**ОТРЫВОК ДЛЯ ЧТЕНИЯ:**
* * *

Итак, любовная история закончилась и ушла в прошлое. Батюшков мечтает отправиться в Тавриду или Италию. Первая была для него уголком живой античности, «счастливым концом скитаний». Италия же, как и Таврида, воплощала для него самые поэтические мечты. Южная уютная Таврида (как и Италия) противопоставлялась «Пальмире Севера огромной».
«Я оставляю Петербург, – сообщает он друзьям, – еду в Крым купаться в Черном море в виду храма Ифигении. Море лечит все болезни, говорит Эврипид; вылечит ли меня, сомневаюсь…»
Выехав из Петербурга, Батюшков по пути заехал в Москву для определения брата в гимназию и задержался в старой столице на целый месяц. Здесь он написал императору о том, что «желал бы быть причислен к Министерству Иностранных Дел и назначен к одной из Миссий в Италии, которой климат необходим для восстановления здоровья». Прошение было незамедлительно переслано А. И. Тургеневу, взявшему на себя все хлопоты по устройству Батюшкова.

* * *

**МАТЕРИАЛ ДЛЯ РАБОТЫ:**
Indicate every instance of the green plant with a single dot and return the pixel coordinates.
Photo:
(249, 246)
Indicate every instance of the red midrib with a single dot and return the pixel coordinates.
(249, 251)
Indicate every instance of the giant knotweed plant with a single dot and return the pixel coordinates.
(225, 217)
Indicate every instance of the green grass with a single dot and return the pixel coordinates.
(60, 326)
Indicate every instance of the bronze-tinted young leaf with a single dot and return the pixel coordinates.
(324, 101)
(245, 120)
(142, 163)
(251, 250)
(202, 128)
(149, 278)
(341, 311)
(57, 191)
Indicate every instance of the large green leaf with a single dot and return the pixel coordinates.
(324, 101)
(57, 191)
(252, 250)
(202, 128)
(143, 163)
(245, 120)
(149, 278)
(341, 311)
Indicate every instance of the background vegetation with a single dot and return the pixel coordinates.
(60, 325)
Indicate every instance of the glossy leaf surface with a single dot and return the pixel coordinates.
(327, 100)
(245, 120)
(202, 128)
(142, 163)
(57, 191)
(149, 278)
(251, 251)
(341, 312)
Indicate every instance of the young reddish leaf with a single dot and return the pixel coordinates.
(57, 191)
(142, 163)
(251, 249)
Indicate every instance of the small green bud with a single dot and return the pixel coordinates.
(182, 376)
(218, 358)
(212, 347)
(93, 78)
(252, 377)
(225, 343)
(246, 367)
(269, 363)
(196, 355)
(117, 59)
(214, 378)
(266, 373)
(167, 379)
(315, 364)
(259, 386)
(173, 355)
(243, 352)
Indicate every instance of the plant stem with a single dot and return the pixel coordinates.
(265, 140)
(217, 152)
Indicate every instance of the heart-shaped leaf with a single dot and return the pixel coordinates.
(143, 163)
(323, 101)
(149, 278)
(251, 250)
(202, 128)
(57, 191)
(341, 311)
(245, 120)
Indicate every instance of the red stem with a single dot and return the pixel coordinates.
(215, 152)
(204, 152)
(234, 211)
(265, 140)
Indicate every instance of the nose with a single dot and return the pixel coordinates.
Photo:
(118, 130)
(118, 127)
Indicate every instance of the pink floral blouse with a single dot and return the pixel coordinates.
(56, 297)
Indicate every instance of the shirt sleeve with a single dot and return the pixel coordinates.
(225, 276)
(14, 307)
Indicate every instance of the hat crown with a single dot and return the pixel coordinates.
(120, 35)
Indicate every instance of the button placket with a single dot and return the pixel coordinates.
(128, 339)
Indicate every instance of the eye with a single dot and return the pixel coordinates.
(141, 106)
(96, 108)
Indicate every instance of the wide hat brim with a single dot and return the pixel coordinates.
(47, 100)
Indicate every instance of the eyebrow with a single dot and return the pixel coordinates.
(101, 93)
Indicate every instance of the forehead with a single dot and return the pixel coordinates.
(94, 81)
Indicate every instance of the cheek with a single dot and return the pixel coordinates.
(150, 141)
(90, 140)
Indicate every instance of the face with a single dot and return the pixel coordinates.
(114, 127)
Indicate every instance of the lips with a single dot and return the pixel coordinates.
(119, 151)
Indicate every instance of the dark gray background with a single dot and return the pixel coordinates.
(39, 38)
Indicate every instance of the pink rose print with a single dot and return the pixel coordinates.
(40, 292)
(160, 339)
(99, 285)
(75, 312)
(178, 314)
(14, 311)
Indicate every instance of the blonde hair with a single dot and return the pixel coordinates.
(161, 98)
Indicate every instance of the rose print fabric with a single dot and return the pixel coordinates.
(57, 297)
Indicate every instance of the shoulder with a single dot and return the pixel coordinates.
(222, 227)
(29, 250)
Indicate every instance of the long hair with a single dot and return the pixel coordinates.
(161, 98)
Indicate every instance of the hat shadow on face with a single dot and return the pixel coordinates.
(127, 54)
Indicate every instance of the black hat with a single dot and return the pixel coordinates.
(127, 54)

* * *

**ЗАДАНИЕ:**
Зачем, судя по отрывку для чтения, Батюшков заехал в Москву по пути из Петербурга? Эти записи взяты из другого источника.

**ОТВЕТ:**
Чтобы определить брата в гимназию.